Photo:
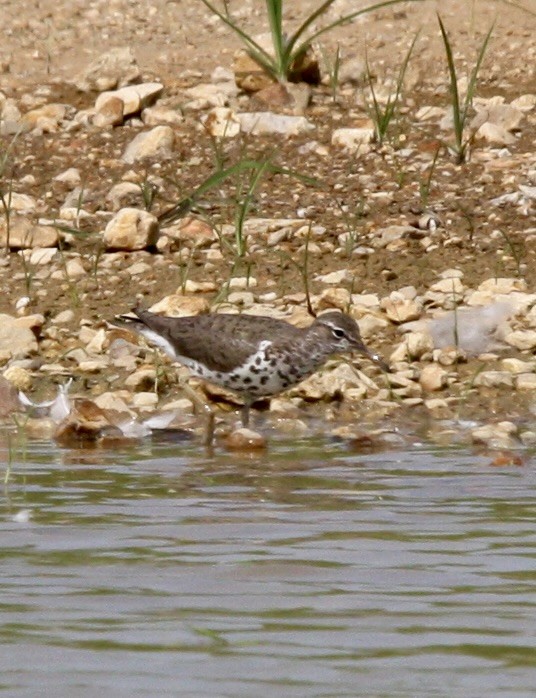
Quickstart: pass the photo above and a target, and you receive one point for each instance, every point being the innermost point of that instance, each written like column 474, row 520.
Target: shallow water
column 307, row 571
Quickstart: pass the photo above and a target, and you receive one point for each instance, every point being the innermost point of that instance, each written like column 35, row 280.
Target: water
column 308, row 572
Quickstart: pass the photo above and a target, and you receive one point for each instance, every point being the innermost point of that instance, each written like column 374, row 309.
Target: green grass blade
column 275, row 20
column 261, row 56
column 455, row 97
column 185, row 205
column 472, row 81
column 342, row 20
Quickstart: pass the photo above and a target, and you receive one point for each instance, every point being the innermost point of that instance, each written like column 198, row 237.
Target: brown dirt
column 48, row 42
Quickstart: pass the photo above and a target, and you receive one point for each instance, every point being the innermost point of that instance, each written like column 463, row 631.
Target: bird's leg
column 211, row 417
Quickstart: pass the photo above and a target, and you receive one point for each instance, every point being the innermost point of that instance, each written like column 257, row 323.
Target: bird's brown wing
column 220, row 341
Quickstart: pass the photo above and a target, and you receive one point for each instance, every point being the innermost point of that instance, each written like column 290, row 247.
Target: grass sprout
column 383, row 113
column 461, row 106
column 289, row 49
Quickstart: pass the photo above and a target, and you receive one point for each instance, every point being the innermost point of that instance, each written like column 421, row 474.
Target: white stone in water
column 494, row 379
column 525, row 340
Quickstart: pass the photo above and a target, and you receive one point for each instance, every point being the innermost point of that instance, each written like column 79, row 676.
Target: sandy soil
column 47, row 43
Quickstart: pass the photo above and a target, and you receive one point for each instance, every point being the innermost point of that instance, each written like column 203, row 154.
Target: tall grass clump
column 461, row 106
column 289, row 49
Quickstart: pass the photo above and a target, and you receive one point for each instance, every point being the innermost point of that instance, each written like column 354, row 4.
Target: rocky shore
column 434, row 259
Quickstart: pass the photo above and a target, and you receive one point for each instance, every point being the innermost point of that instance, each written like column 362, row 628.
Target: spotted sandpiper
column 252, row 355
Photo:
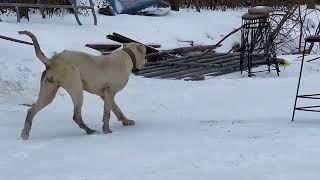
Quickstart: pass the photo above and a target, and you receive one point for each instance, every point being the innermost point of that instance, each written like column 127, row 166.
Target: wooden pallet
column 196, row 68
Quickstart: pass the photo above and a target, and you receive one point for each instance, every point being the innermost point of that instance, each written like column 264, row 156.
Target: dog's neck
column 133, row 58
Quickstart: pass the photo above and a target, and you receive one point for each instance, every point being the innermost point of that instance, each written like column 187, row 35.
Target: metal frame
column 305, row 96
column 255, row 39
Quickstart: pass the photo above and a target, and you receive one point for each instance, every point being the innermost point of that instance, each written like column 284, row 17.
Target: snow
column 231, row 127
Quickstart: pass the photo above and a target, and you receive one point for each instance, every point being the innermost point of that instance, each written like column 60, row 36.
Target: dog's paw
column 25, row 134
column 92, row 131
column 106, row 131
column 128, row 122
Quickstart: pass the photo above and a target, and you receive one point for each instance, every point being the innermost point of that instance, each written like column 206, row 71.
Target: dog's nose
column 135, row 70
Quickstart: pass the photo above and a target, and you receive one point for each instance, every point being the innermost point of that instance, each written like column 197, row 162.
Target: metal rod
column 300, row 74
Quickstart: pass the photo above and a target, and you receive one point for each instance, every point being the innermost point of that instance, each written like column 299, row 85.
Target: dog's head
column 139, row 51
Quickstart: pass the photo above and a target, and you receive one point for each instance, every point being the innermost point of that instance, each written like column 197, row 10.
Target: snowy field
column 231, row 127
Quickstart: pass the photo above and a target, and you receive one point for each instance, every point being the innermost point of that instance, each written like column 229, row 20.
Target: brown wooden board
column 191, row 68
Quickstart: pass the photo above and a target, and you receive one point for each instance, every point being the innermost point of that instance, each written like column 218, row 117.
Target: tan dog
column 76, row 71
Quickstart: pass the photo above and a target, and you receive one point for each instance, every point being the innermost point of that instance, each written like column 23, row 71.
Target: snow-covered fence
column 231, row 4
column 23, row 6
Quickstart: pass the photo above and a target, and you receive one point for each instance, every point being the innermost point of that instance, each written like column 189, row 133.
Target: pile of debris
column 188, row 63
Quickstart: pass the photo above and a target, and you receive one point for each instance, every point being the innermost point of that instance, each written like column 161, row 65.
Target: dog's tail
column 36, row 45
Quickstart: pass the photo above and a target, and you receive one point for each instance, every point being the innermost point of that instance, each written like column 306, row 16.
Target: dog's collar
column 133, row 58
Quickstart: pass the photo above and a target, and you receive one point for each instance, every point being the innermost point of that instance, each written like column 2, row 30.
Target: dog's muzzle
column 135, row 70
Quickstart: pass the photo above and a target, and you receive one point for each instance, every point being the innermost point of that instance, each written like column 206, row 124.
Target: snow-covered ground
column 231, row 127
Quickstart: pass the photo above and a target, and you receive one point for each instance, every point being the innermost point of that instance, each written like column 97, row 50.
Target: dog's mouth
column 135, row 70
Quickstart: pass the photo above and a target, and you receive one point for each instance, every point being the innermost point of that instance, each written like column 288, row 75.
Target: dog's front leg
column 106, row 113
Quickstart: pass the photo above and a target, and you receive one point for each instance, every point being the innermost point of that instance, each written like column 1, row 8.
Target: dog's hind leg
column 109, row 102
column 47, row 93
column 73, row 85
column 107, row 108
column 121, row 117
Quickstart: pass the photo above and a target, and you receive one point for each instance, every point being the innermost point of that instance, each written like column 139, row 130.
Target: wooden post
column 311, row 4
column 93, row 12
column 18, row 13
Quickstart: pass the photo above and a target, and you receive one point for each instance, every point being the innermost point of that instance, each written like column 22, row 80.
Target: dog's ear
column 141, row 48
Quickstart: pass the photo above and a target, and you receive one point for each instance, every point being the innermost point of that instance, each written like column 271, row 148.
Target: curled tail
column 39, row 53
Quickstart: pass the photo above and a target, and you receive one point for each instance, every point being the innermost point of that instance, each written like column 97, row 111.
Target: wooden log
column 123, row 39
column 183, row 50
column 15, row 40
column 110, row 47
column 43, row 6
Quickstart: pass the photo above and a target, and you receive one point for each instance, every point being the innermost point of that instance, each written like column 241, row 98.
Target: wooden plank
column 110, row 47
column 15, row 40
column 18, row 14
column 163, row 72
column 95, row 21
column 122, row 39
column 43, row 6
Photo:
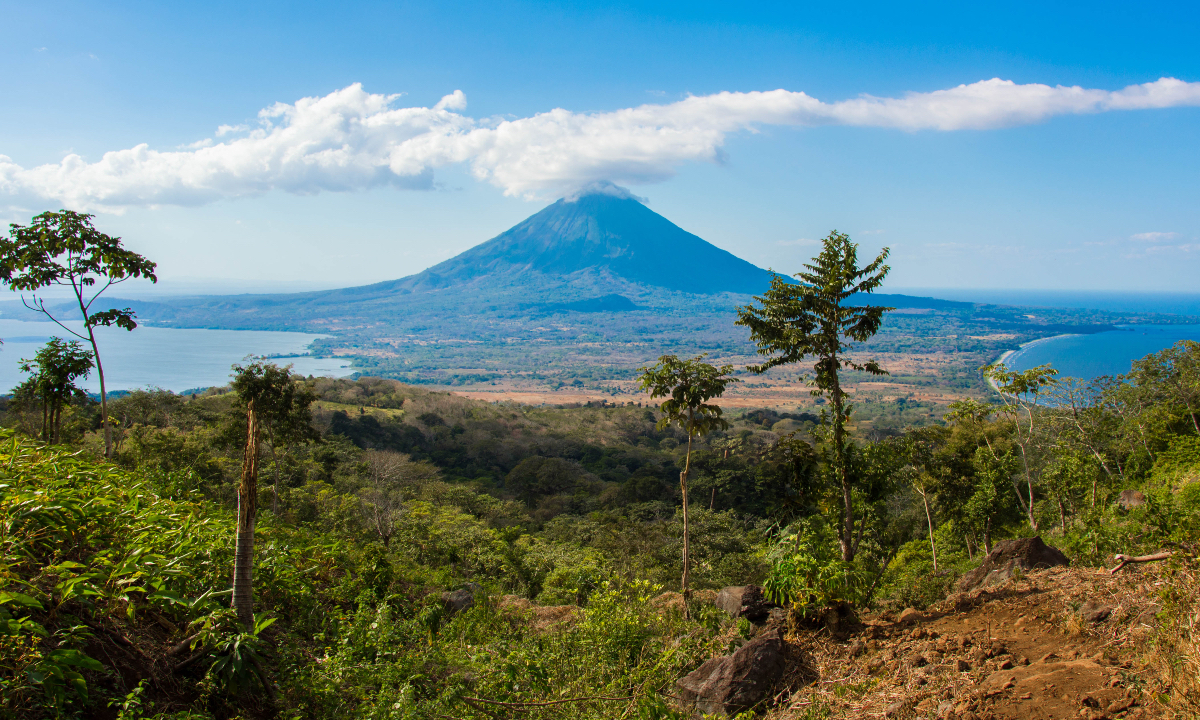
§ §
## WHAT YOU HAVE TO DO
Should a record include a picture, drop the picture and write out the remainder exactly.

## PROBLEM SOLUTION
Photo:
Quickstart: pass the photo above and a target, and you receive one point for each instance, every point being the innermost point of that instance, each written like column 474, row 520.
Target: shallow water
column 307, row 571
Quickstart: pass the photo above and a target, and you receive one point for each instance, every point being the innermost point of that instance, each written like column 35, row 280.
Target: water
column 308, row 572
Quickstart: pass the photo above and a target, and you receive one point for each instance, every point being the innermost point of that instance, each written like column 374, row 309.
Target: green grass blade
column 275, row 20
column 261, row 56
column 455, row 97
column 185, row 205
column 472, row 81
column 342, row 20
Quickstart: pass the photo above and a target, and you receive one point for each instance, every point being the innermost point of that instance, each written like column 198, row 237.
Target: brown dirt
column 48, row 42
Quickstart: pass the photo above and a target, and you receive one point for each instance, every point being the innermost point of that instance, each written like column 463, row 631.
Target: bird's leg
column 211, row 417
Quickstart: pass the photo above and a target, and you receive one point for each instance, every point being the innermost point of that instance, each written like column 257, row 323.
Target: bird's brown wing
column 220, row 341
Quickstart: pass the photo above and a target, and you receive one point for each instance, every point being the innermost point of that instance, each written like column 290, row 247.
Target: grass sprout
column 383, row 113
column 461, row 106
column 289, row 49
Quickstart: pass the photo above and a target, and you receive one point for each instance, every point being the innermost point of that instance, each written like column 421, row 474.
Target: white stone in water
column 494, row 379
column 525, row 340
Quickstart: pass the photo above and a target, and you receive one point for each instance, every point being the innermost point of that instance, each written like column 79, row 676.
Target: sandy soil
column 47, row 43
Quickstart: pass the photo above and a target, and you receive one point for each instance, every point being the innermost point of that instance, each written like column 203, row 154.
Target: tall grass clump
column 461, row 106
column 289, row 49
Quickstart: pass the photo above and a target, and you receive one point for each instance, every point being the innermost point of that instance, each written like column 354, row 4.
Target: rocky shore
column 434, row 259
Quickstart: pass the photo above and a target, and you receive one point for each instance, every point being the innermost point of that instance, each written like column 362, row 628.
Target: spotted sandpiper
column 252, row 355
Photo:
Quickstart: pass the photo above and a target, and you receive one point for each instance, every point being the innermost point of that instance, each written like column 127, row 166.
Target: wooden pallet
column 196, row 68
Quickstart: pass the photo above and a target, and you receive one point for each instance, every point being the innermost point of that instance, each written like column 264, row 156.
Target: dog's neck
column 133, row 58
Quickstart: pass the photo above and a target, and you receive one point for each instance, every point being the innermost point of that instance, each written like column 187, row 35.
Target: metal frame
column 305, row 96
column 255, row 39
Quickstart: pass the photo above and a target, and you receive one point for each instance, every point being the innermost point of that instance, each written like column 284, row 17.
Target: snow
column 231, row 127
Quickstart: pass the photo above and a target, and you receive one point for each instance, every point being the innermost point of that instance, each written like column 60, row 36.
Target: dog's paw
column 25, row 134
column 92, row 131
column 106, row 131
column 128, row 122
Quickstart: pass the photo above and a target, and you receive one point for each instance, every point being the innermost point of that instance, each written like column 206, row 71.
Target: dog's nose
column 135, row 70
Quickstart: pass the photo above and a target, and you receive one point for each instance, every point being the innermost point of that instance, each written like column 197, row 162.
Target: metal rod
column 300, row 74
Quickstart: pass the photo above and a target, and you receive one point for each instance, every point being the innermost point of that instance, each written like column 299, row 85.
Target: dog's head
column 139, row 51
Quickstart: pass the photo above and a target, and you receive one point for each instance, every point being the innermost point of that instance, each written like column 197, row 10.
Target: snowy field
column 231, row 127
Quickstart: pass the photo above and a target, and you receive one point for each instance, every point being the innermost point of that instance, each written like column 229, row 20.
Target: brown wooden board
column 191, row 68
Quickstart: pass the photo above and a target, and you receive one point for each instance, every point being the innermost point of that instance, each written like column 218, row 117.
Target: tan dog
column 76, row 71
Quickstart: pass the photo above and a target, and you receive one point for each instance, every point being the innermost point of that instance, each written like column 23, row 71.
Target: snow-covered fence
column 231, row 4
column 23, row 6
Quickstart: pass the photo above and a target, and you receive one point for each instance, every point being the innermost point of that instance, each written like column 189, row 133.
Target: pile of debris
column 188, row 63
Quickstart: pass the photo above and a target, and you receive one point for each instance, every point being the innermost point of that instance, each written like column 161, row 65.
Target: dog's tail
column 36, row 45
Quickstart: pass the photo above and a target, and you receive one point for each instance, every point being the innermost point of that instance, each written like column 306, row 16.
Target: dog's collar
column 133, row 58
Quickstart: pass the photo above and a target, and you receive one point for each instance, every point being the innermost point of that instance, each written like column 2, row 30.
Target: dog's muzzle
column 135, row 70
Quickstart: pass the photo above and a target, and you receive one point for each instance, every point being the innermost point of that instance, each written like column 206, row 124.
Target: snow-covered ground
column 231, row 127
Quickstart: pass the photo above and a target, and you receive one point for each instance, every point being the innermost point of that instance, each written like column 97, row 50.
Target: dog's mouth
column 135, row 70
Quickstart: pass the photo above and a target, and you receive one point for each instance, every point being the innermost point of that instance, each written like column 288, row 75.
Target: dog's front leg
column 106, row 113
Quickstart: pass the photo above and a target, and you receive one point for each instance, every point being the innermost point of that instance, each written like column 1, row 8.
Target: dog's hind leg
column 109, row 102
column 47, row 93
column 73, row 85
column 107, row 108
column 121, row 117
Quickstart: pass the photo above and a target, and you receive one point for each instance, every point being the innermost point of that instance, each written like column 139, row 130.
Target: wooden post
column 311, row 4
column 93, row 12
column 18, row 13
Quickstart: pass the photo above and a target, and you receive one point for each instance, every point being the innermost point of that instance, each written like column 22, row 80.
Target: dog's ear
column 141, row 48
Quickstart: pass the photo above and a target, and you receive one point for each instance, every point being the innermost point of that instance, each written like column 271, row 148.
Target: curled tail
column 39, row 53
Quickstart: pass the photo above and a target, and you receive one point for each instance, every point being the innermost point of that instance, each written like column 97, row 111.
Target: wooden log
column 123, row 39
column 183, row 50
column 15, row 40
column 110, row 47
column 43, row 6
Quickstart: pass the photo above and a target, and you receive one point for each instance, every point being the innermost point of that instance, each written like column 241, row 98.
Target: wooden plank
column 110, row 47
column 15, row 40
column 18, row 14
column 163, row 72
column 95, row 21
column 122, row 39
column 43, row 6
Photo:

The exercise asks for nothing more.